>> Start

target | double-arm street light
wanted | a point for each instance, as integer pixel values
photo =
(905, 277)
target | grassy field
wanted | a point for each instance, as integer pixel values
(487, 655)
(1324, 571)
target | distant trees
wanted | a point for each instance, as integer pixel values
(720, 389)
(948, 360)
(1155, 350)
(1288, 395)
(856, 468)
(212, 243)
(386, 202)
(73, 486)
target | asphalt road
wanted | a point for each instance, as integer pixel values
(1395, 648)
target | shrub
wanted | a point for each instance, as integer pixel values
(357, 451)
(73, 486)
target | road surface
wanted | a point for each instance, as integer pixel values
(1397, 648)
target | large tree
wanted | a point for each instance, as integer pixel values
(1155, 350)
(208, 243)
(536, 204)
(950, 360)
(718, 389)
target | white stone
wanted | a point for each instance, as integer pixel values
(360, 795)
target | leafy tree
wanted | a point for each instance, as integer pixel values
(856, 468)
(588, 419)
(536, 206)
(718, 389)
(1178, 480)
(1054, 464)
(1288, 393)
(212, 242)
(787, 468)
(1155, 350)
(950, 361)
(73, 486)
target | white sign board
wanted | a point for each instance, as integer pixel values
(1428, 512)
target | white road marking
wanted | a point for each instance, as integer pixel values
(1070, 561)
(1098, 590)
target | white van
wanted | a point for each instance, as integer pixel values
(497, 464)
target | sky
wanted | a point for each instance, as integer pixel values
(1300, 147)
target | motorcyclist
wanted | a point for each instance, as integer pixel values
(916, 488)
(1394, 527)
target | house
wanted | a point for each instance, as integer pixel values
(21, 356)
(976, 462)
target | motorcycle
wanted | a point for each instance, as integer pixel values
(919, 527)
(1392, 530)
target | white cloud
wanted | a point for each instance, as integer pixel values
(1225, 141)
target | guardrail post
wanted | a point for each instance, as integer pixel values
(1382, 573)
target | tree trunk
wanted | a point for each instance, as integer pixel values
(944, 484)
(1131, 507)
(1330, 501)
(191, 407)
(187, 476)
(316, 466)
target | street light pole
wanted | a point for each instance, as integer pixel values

>> End

§ WHAT NEEDS TO BE DONE:
Copy out every line of the entries from the line with "target | tree trunk" through the end of the entries, both ends included, and add 105 to each point coordinate, keeping all other lines unchanged.

§ RESULT OF THIS TASK:
target | tree trunk
wanted | a point for each instance, as integer pixel values
(1049, 589)
(1236, 612)
(1435, 606)
(296, 512)
(292, 581)
(421, 571)
target | street light pole
wanted | a point for each instance, as integer pixel values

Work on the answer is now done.